**Study questions:**
**A.** Answer these questions about the passage on the Ascension:
(i) What subject did Fr. Denys Gonthier teach at Assumption?
(ii) Which thinker was Fr. Denys fond of quoting?
(iii) In what state of mind did the disciples return to Jerusalem?
**B.** Quote the passage on the Ascension word for word, starting with the words containing "Fr. Denys Gonthier, esteemed" and ending with "a loved one.".

**Supplied text:**
Fr. Denys Gonthier, esteemed professor of French at Assumption for many years, was fond of quoting Gabriel Marcel, twentieth century French existentialist, to the effect that absence is another form of presence. Fr. Denys was a lover of mystery and paradox, so the effect of this statement, upending our customary way of thinking, accorded well with his playful spirit. The force of the seeming paradox may be less evident for us today, for whom computers and smartphones and other modes of instantaneous communication collapse the distance that separates us from one another both in space and time. I betray my age and perhaps my nostalgia in wondering whether something has been lost in no longer waiting for a return letter from a friend or a loved one.
Be that as it may, the feast of the Ascension brings into play the mystery of absence and presence in a striking manner. The first thing to understand is the disciples’ reaction to the event. It is decidedly a departure, a leave-taking, and yet we are told that after the crucified and Risen Lord was “lifted up” from their presence, they returned to Jerusalem “with great joy.” This is not the rueful response of disciples grieving the disappearance of their Master. This is not even a reaction borne of resignation that he is gone from us now and that we must wait in hope for his return. It is rather a joy that finds its source in a kind of intensified presence.

Natural language descriptions of regions
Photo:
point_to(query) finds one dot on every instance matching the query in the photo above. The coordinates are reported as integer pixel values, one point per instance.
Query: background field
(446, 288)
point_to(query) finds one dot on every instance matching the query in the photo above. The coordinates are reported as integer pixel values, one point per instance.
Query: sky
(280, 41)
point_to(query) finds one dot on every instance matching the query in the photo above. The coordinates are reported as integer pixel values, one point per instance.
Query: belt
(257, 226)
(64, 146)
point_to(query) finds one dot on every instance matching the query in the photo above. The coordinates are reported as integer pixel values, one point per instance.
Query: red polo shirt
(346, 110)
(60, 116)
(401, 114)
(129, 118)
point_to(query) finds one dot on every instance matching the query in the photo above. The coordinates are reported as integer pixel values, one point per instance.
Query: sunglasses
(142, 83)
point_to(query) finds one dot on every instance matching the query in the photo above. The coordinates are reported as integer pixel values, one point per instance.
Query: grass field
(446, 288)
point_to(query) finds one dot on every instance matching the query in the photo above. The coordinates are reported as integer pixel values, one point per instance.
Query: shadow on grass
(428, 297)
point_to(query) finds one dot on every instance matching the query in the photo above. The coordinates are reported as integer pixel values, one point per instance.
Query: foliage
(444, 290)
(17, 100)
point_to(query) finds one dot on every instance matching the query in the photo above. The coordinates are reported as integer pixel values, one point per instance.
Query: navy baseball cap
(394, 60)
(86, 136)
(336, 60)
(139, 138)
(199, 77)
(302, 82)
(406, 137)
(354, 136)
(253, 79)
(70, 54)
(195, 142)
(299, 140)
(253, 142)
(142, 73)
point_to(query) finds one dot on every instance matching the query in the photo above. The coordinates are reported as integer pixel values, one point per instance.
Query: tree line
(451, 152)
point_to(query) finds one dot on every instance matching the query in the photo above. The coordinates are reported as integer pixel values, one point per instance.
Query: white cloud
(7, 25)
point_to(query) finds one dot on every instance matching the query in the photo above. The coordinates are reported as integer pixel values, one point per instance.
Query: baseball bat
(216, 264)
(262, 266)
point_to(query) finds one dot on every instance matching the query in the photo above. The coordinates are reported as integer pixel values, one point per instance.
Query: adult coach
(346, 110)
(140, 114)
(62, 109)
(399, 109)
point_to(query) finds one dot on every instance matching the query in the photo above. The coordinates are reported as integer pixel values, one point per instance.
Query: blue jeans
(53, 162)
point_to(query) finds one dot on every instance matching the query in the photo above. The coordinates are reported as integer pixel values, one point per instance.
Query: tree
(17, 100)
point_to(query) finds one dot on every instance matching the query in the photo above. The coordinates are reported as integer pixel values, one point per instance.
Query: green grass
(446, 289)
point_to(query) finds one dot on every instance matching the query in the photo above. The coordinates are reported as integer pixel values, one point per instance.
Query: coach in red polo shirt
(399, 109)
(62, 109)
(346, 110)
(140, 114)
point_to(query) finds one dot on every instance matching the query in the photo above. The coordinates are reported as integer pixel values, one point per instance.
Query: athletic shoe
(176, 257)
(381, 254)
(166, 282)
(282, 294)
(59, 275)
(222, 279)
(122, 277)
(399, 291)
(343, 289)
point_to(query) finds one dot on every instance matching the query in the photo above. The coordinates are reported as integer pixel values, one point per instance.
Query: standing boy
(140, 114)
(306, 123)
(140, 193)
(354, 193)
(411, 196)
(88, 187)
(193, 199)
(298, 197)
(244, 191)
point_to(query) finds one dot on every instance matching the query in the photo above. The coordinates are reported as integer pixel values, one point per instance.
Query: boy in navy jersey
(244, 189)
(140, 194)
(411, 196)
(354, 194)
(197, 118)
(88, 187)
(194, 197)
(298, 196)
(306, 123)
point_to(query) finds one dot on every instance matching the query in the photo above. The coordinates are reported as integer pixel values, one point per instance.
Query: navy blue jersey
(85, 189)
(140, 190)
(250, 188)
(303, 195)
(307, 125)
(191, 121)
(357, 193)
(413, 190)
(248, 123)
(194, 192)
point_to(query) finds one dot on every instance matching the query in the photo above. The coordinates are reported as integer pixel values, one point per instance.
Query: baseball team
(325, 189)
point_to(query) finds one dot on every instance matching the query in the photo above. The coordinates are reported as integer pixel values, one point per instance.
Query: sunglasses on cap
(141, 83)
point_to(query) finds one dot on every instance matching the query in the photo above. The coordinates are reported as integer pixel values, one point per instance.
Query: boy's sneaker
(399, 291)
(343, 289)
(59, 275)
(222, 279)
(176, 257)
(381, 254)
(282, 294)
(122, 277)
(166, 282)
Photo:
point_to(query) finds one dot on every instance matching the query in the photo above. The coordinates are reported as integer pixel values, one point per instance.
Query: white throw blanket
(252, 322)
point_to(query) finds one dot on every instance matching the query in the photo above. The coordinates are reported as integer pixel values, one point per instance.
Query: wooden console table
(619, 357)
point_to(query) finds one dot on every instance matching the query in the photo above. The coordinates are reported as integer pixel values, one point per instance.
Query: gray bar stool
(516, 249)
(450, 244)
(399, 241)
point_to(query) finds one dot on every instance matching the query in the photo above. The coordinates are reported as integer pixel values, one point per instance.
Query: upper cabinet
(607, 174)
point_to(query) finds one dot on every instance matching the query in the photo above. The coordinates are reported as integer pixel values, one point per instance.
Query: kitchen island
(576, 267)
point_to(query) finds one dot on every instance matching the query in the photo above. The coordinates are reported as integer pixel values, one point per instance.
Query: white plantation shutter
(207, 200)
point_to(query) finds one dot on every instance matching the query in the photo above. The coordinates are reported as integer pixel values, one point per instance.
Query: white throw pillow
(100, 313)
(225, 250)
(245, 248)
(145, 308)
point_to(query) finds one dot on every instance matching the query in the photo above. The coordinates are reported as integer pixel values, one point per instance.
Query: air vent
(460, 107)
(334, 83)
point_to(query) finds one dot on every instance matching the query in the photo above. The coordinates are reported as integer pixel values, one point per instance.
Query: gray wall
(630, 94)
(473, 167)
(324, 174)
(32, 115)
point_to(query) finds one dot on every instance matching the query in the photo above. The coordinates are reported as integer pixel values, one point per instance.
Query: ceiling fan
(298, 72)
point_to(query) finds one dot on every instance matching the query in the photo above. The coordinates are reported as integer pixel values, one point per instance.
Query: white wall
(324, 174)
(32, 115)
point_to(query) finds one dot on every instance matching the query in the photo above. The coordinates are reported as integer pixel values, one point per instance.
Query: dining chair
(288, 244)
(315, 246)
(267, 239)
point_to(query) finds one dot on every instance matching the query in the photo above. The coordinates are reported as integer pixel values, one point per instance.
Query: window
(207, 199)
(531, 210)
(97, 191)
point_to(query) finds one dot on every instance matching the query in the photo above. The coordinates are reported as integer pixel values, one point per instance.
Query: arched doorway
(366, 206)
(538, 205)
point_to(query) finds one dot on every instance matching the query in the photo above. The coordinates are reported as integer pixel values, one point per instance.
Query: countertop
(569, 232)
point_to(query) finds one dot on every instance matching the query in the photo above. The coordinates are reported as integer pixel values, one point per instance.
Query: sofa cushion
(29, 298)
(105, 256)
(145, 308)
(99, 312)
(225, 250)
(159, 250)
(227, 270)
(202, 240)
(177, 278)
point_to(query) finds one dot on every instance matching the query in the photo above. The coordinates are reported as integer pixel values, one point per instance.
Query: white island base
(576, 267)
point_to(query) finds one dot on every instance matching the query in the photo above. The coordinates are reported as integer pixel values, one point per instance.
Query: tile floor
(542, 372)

**Written responses:**
**A.**
(i) French
(ii) Gabriel Marcel
(iii) With great joy

**B.**
Fr. Denys Gonthier, esteemed professor of French at Assumption for many years, was fond of quoting Gabriel Marcel, twentieth century French existentialist, to the effect that absence is another form of presence. Fr. Denys was a lover of mystery and paradox, so the effect of this statement, upending our customary way of thinking, accorded well with his playful spirit. The force of the seeming paradox may be less evident for us today, for whom computers and smartphones and other modes of instantaneous communication collapse the distance that separates us from one another both in space and time. I betray my age and perhaps my nostalgia in wondering whether something has been lost in no longer waiting for a return letter from a friend or a loved one.